Segment Start: Source extract
Multiplicativity of Euler characteristic for non-orientable fibrations Let $E\to B$ be a fibration with fiber F, and assume for simplicity that B is connected.  Suppose moreover that B and F have Euler characteristics (perhaps they are manifolds).  Then often, one can conclude that E has an Euler characteristic as well, and that
$$ \chi(E) = \chi(B)\cdot \chi(F). $$
The only proof of this that I have been able to find uses a spectral sequence argument, and requires that $\pi_1(B)$ act trivially on the homology of F, so that the homology in the spectral sequence can be taken with constant coefficients.  This condition is sometimes referred to as orientability of the fibration (with respect to the homology theory, normally rational homology).
Is the result known to be true any more generally than this?  Is there any other known proof?  Are there any examples where it is known to be false?
 A: Since this question seems to be attracting some renewed interest, I may as well point out that a few years after I asked it, Kate Ponto and I proved a generalization of this formula by purely homotopical/categorical methods, which applies to any fibration and yields a result about the Lefschetz number and even the Reidemeister trace.  The paper is here.
A: Assume for simplicity that $B,F$ are finite CW-complexes and let $p:E\to B$ be the bundle projection.
Segment End: Source extract
Questions to answer
A. In the Euler characteristic thread, what condition does the asker's only known proof place on the fundamental group of B?
B. In the Euler characteristic thread, list the three things the asker wants to know in the paragraph beginning "Is the result known".
C. Carry the Euler characteristic thread forward, starting after its last sentence.
The entries have nothing to do with the Euler characteristic thread.
Segment Start: Dataset records
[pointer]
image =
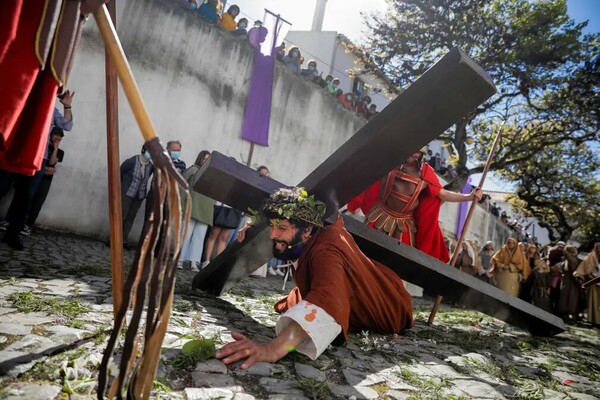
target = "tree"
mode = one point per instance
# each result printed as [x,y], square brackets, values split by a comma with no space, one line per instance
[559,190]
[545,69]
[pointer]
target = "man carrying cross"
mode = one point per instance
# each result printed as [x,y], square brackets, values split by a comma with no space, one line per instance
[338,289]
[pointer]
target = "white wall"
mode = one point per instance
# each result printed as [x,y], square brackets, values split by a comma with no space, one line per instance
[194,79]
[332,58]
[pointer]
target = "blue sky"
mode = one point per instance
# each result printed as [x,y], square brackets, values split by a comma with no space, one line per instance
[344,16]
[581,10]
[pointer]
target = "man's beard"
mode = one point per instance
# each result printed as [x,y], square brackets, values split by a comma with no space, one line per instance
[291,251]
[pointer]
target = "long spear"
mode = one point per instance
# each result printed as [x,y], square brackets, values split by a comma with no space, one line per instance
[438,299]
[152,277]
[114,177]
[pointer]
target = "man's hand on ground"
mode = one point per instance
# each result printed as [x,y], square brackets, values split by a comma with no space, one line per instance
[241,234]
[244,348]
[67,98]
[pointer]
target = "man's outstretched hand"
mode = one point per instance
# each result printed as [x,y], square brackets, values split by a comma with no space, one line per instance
Segment End: Dataset records
Responses in order
A. It must act trivially on the homology of F.

B.
- Whether the result is known to hold more generally than the orientable case
- Whether any other proof is known
- Whether there are examples where it is known to be false

C.
Suppose $B$ is obtained from a CW-complex $B'$ by attaching an $n$-cell. Suppose $\chi(B')\chi(F)=\chi (E')$ with $E'=p^{-1}(B')$. Then $H^*(E,E')\cong \tilde H(E/E')\cong H^*(D^n\times F,S^{n-1}\times F)$ [upd: some more details: $E/E'$ is the one point compactification of $p^{-1}(B\setminus B')$; now $B\setminus B'$ is an $n$-disk and so $p^{-1}(B\setminus B')\cong (D^n\setminus S^{n-1})\times F$, so the one point compactification of $p^{-1}(B\setminus B')$ is $(D^n\times F)/(S^{n-1}\times F)$. Now using excision and homotopy  we see that $\tilde H^*(E/E')\cong H^*(D^n\times F,S^{n-1}\times F)$.]
So $\chi(E,E')=(-1)^n\chi(F)$. So by induction on the number of cells we get $\chi(E)=\chi(B)\chi(F)$. No assumptions on the action of $\pi_1(B)$ are necessary.
A: Let $B$ be a finite simplicial complex. Let us consider its dual cell-decomposition.
The preimage of each cell has Euler characteristic equal to that of $F.$
Now use the usual combinatorial formula for the Euler characteristic of the union of finitly many sets, $\chi(A_1 \cup \dots \cup A_k)$, taking for $A_i$, the preimage of the dual cell of the $i$-th vertex of $B$. We obtain the required equality.